**What this exercise asks:**
A - Answer these questions using the news briefs:
(i) How old is Fidel Castro?
(ii) How long was Castro's Friday speech at the University of Havana?
(iii) What kind of missiles does Russia plan to sell to Syria?
B - Extract, word for word, the stretch of the news briefs from "Russia-Syria deal raises" through "missiles to Syria.".

**Text provided:**
• • • •
Fidel Castro back in uniform

  • Cuban leader Fidel Castro appeared in his full military uniform for the first time since stepping down as President four years ago.
  • The 84-year-old revolutionary leader wore the olive-green cap and uniform — minus the star and laurels he held as Commander-in-Chief — at a speech early on Friday to students at the University of Havana.
  • Mr. Castro repeated his warning that the world stands on the brink of a nuclear conflagration due to tension pitting the United States and Israel against Iran. But Friday's 35-minute speech to thousands of students assembled on and in front of the majestic stairway leading to the historic university was by far Mr. Castro's most significant. Previously, Mr. Castro has mostly spoken in closed sessions to small groups, and his appearances were usually not announced ahead of time.
  • Mr. Castro — who began his political career as a student activist at the same university 60 years ago — said it had fallen to his tiny island to warn the world of the looming nuclear threat, and that it was important that it did not fail.
  • “Faced with the sceptics, our duty is to keep up the fight,” said Mr. Castro. “I am convinced that a good number of people are becoming conscious of the reality.” “In this, like in many battles of the past, we can win,” he said of his efforts to warn the world of the nuclear danger.
  • At Friday's speech, he was introduced as Cuba's “historic leader” and “Commander-in-Chief.”

Russia-Syria deal raises Israel's hackles

  • A major row has broken out between Russia and Israel over Russian plans to sell supersonic anti-ship missiles to Syria.
  • Following Moscow's announcement of a forthcoming supply of Yakhont cruise missiles to Syria, Israeli officials threatened to resume sales of advanced weapons to Georgia, which fought a bitter armed conflict with Russia two years ago.
• • • •
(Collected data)
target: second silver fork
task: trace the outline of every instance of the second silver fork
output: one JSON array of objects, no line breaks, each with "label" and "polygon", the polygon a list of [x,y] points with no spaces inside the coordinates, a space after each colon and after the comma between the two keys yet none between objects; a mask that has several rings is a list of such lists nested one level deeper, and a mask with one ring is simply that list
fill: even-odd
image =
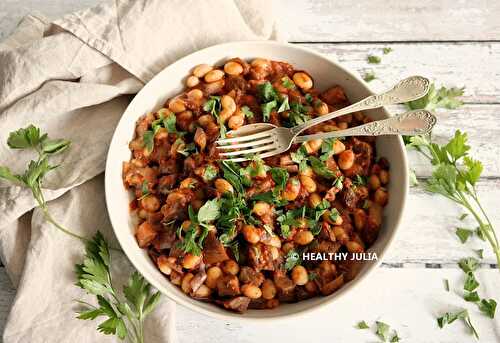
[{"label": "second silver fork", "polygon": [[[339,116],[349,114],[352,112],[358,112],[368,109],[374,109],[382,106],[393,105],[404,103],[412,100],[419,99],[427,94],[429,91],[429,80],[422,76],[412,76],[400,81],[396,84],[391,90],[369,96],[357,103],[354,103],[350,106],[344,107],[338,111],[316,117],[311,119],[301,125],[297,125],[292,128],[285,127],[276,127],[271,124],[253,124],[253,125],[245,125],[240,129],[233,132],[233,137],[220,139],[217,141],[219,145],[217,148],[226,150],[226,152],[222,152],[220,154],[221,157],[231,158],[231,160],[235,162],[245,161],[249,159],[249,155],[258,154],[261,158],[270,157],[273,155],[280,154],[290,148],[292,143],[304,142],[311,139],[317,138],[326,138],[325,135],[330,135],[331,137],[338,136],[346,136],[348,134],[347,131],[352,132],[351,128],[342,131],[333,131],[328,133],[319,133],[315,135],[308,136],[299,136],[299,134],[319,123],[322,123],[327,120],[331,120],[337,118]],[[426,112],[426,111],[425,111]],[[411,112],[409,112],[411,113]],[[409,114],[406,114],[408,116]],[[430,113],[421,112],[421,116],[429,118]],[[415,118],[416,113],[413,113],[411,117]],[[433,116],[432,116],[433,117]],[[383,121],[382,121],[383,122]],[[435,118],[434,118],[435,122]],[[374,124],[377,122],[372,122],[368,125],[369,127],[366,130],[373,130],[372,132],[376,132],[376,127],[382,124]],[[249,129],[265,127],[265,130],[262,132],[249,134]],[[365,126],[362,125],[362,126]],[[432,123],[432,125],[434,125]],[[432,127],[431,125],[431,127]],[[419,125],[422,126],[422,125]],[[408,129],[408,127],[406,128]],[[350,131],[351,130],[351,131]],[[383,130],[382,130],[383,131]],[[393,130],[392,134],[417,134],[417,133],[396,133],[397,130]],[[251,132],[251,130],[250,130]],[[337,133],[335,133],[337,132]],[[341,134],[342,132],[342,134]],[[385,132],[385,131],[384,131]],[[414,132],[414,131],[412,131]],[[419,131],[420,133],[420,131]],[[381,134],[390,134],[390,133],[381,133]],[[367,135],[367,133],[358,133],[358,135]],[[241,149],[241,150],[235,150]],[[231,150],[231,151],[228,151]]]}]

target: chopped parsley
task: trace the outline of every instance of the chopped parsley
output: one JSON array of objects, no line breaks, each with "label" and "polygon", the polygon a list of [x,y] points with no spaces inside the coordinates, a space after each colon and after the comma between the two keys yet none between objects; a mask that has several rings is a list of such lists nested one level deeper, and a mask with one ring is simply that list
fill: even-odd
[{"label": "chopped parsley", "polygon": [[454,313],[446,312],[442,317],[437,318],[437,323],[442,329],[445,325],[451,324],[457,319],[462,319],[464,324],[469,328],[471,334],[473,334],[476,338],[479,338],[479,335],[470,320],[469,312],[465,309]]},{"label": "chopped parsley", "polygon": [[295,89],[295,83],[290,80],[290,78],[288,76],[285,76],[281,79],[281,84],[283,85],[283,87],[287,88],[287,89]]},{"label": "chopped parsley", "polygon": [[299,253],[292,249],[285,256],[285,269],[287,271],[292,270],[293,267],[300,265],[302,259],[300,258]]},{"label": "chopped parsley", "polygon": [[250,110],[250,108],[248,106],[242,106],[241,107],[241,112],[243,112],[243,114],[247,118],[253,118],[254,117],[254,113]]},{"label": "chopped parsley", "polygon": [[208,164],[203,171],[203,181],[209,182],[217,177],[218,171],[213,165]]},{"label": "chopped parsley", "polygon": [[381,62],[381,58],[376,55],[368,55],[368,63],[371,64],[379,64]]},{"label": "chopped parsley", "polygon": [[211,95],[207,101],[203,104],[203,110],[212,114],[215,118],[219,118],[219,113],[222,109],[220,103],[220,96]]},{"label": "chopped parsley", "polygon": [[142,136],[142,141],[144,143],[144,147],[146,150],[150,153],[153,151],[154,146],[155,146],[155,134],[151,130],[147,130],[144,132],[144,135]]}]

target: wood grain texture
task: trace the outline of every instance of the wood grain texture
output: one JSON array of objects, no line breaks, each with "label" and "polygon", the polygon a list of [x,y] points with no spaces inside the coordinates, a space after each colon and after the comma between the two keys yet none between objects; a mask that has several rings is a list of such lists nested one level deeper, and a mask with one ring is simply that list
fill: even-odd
• • • •
**Solutions below:**
A -
(i) 84 years old
(ii) 35 minutes
(iii) Yakhont cruise missiles, which are supersonic anti-ship missiles

B -
Russia-Syria deal raises Israel's hackles

  • A major row has broken out between Russia and Israel over Russian plans to sell supersonic anti-ship missiles to Syria.